■ Directive: Copy all of the point placement rows below word for word, but leave out the pictures.

(Point placement rows)
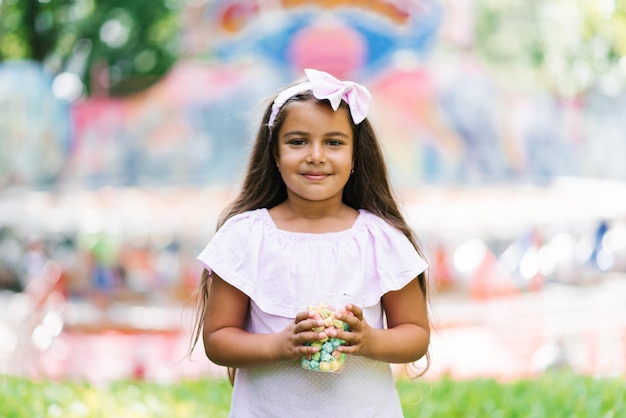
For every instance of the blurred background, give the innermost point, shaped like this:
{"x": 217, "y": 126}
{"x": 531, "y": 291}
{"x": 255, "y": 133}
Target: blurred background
{"x": 125, "y": 126}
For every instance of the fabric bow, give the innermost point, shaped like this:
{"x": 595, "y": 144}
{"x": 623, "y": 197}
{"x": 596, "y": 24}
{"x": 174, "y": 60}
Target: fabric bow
{"x": 325, "y": 86}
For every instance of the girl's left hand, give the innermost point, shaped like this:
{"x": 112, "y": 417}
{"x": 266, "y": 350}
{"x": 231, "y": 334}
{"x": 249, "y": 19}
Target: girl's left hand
{"x": 358, "y": 338}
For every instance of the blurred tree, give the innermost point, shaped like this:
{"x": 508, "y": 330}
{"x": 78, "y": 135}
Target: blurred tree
{"x": 116, "y": 47}
{"x": 565, "y": 45}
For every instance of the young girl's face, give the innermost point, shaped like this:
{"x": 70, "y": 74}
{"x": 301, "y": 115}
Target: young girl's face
{"x": 315, "y": 146}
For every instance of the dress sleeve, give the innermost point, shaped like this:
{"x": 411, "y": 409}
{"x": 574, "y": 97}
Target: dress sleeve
{"x": 228, "y": 252}
{"x": 395, "y": 261}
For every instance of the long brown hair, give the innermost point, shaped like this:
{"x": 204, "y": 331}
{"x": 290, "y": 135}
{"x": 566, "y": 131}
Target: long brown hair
{"x": 263, "y": 187}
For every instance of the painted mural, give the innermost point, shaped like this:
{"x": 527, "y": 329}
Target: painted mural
{"x": 440, "y": 115}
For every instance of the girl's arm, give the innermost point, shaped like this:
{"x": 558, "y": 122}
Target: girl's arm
{"x": 407, "y": 336}
{"x": 227, "y": 343}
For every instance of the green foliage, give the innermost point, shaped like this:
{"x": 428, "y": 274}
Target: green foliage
{"x": 551, "y": 395}
{"x": 566, "y": 46}
{"x": 117, "y": 47}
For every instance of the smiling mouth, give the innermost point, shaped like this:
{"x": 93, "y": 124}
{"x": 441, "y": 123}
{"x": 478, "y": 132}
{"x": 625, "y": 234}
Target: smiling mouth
{"x": 315, "y": 176}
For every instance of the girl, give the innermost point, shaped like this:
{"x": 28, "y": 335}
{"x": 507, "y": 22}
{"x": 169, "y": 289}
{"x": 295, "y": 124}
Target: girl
{"x": 315, "y": 217}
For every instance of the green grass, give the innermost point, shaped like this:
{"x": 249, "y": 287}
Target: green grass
{"x": 551, "y": 395}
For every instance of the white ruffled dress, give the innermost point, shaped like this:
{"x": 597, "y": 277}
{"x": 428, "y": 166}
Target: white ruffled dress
{"x": 283, "y": 272}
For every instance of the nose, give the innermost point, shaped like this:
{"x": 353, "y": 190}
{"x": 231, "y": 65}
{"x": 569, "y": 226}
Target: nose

■ Result of the task:
For every instance of the blurred background, give the innermost point, shaped like this:
{"x": 217, "y": 126}
{"x": 531, "y": 291}
{"x": 255, "y": 133}
Target: blurred background
{"x": 125, "y": 126}
For every instance of the fabric bow, give the innermost point, shaped like this:
{"x": 595, "y": 144}
{"x": 623, "y": 197}
{"x": 596, "y": 24}
{"x": 174, "y": 60}
Target: fabric bow
{"x": 325, "y": 86}
For every instance of the girl's left hand, give the innermost point, shaped like this:
{"x": 112, "y": 417}
{"x": 266, "y": 350}
{"x": 231, "y": 334}
{"x": 249, "y": 19}
Target: girl's left hand
{"x": 358, "y": 338}
For every instance of the blurred tree, give the innermost point, shaped like this:
{"x": 508, "y": 330}
{"x": 78, "y": 135}
Target: blurred tree
{"x": 116, "y": 47}
{"x": 565, "y": 45}
For every instance of the young girl's face, give the innermost point, shaped like this:
{"x": 70, "y": 74}
{"x": 301, "y": 115}
Target: young girl's face
{"x": 315, "y": 146}
For every instance of the dress sleeve, give the innermost point, shaped like this:
{"x": 411, "y": 409}
{"x": 574, "y": 97}
Target: dress sleeve
{"x": 228, "y": 252}
{"x": 395, "y": 261}
For every instance of the long brown hair, give the innermost point, shaped like this:
{"x": 204, "y": 331}
{"x": 290, "y": 135}
{"x": 566, "y": 131}
Target: long brown hair
{"x": 263, "y": 187}
For every instance of the painted mural, give the innermost point, shaped like this:
{"x": 527, "y": 329}
Target: painted mural
{"x": 440, "y": 115}
For every instance of the girl's arm, give the innermost point, shaped like this:
{"x": 558, "y": 122}
Target: girl's arm
{"x": 407, "y": 336}
{"x": 227, "y": 343}
For every instance of the green foliage, give the innermost point, shaped like this:
{"x": 428, "y": 274}
Target: green foliage
{"x": 551, "y": 395}
{"x": 566, "y": 46}
{"x": 117, "y": 47}
For every instance of the smiling mouth, give the innermost point, shaped like this:
{"x": 93, "y": 124}
{"x": 441, "y": 123}
{"x": 478, "y": 132}
{"x": 625, "y": 234}
Target: smiling mouth
{"x": 315, "y": 176}
For every instance of the girl, give the innermost point, shaped like this:
{"x": 28, "y": 335}
{"x": 507, "y": 22}
{"x": 169, "y": 289}
{"x": 295, "y": 124}
Target: girl
{"x": 315, "y": 217}
For every instance of the green grass, give the innermost point, shaped like this:
{"x": 249, "y": 287}
Target: green grass
{"x": 551, "y": 395}
For every instance of the white ruffled dress, give the innermost point, shaped like this:
{"x": 597, "y": 277}
{"x": 428, "y": 166}
Target: white ruffled dress
{"x": 283, "y": 272}
For every instance of the nose, give the innermost point, shaped like this:
{"x": 353, "y": 190}
{"x": 231, "y": 65}
{"x": 569, "y": 226}
Target: nose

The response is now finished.